Lay out the stretch from the line containing "Call locate_point to put a point on the white" through the end of the records as a Markdown table, with columns Row and Line that give each line its row number, and leave out blank lines.

╭─ Entries supplied

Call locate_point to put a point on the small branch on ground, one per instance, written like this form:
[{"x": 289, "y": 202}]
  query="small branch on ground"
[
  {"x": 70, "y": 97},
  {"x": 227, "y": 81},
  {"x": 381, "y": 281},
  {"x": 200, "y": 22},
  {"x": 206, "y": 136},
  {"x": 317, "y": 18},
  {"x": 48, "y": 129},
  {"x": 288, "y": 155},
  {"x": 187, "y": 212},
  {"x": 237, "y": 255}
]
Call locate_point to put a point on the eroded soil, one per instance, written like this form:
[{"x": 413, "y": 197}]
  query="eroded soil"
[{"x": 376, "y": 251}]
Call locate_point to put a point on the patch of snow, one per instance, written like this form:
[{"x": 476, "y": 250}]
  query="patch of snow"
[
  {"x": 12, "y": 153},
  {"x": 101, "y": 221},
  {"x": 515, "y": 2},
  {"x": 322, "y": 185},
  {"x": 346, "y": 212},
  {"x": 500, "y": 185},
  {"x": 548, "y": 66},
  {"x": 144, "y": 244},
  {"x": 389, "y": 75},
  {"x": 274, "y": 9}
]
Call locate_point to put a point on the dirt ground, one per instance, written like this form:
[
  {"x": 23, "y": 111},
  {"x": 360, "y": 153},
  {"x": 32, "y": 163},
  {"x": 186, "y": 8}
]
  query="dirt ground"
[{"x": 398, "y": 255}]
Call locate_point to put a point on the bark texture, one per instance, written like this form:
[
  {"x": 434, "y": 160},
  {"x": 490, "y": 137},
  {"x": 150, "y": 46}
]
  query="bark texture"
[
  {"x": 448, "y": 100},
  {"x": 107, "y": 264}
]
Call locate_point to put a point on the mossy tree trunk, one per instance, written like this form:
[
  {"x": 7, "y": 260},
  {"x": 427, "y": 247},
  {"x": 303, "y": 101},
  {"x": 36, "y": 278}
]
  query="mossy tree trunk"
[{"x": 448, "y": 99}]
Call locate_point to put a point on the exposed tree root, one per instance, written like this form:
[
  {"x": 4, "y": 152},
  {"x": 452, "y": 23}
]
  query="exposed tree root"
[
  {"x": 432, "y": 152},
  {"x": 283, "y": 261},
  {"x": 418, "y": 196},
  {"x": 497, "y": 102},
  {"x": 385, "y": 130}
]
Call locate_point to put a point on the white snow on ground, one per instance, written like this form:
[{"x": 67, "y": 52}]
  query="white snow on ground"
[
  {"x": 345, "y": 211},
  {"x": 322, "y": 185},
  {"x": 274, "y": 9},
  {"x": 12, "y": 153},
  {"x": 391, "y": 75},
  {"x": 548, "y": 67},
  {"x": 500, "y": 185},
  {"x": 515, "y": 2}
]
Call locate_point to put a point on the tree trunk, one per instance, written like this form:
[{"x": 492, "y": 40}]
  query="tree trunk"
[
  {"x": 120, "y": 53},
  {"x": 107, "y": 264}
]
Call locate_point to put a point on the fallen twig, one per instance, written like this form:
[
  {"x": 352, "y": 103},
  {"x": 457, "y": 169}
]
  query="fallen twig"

╰─

**Written solution:**
| Row | Line |
|---|---|
| 1 | Call locate_point to put a point on the white snow on ground, one per instance, written like this form: |
| 2 | [{"x": 67, "y": 52}] |
| 3 |   query="white snow on ground" |
| 4 | [ |
| 5 |   {"x": 345, "y": 211}, |
| 6 |   {"x": 322, "y": 185}, |
| 7 |   {"x": 274, "y": 9}, |
| 8 |   {"x": 12, "y": 153}, |
| 9 |   {"x": 391, "y": 75}, |
| 10 |   {"x": 548, "y": 67}, |
| 11 |   {"x": 500, "y": 185}, |
| 12 |   {"x": 515, "y": 2} |
| 13 | ] |
| 14 | Call locate_point to put a point on the tree trunk, one per instance, written like this form: |
| 15 | [{"x": 492, "y": 40}] |
| 16 |   query="tree trunk" |
| 17 | [ |
| 18 |   {"x": 120, "y": 53}, |
| 19 |   {"x": 107, "y": 264} |
| 20 | ] |
| 21 | Call locate_point to put a point on the fallen twig, one per instance, written like this form: |
| 22 | [ |
| 23 |   {"x": 352, "y": 103}, |
| 24 |   {"x": 457, "y": 169} |
| 25 | ] |
| 26 |   query="fallen twig" |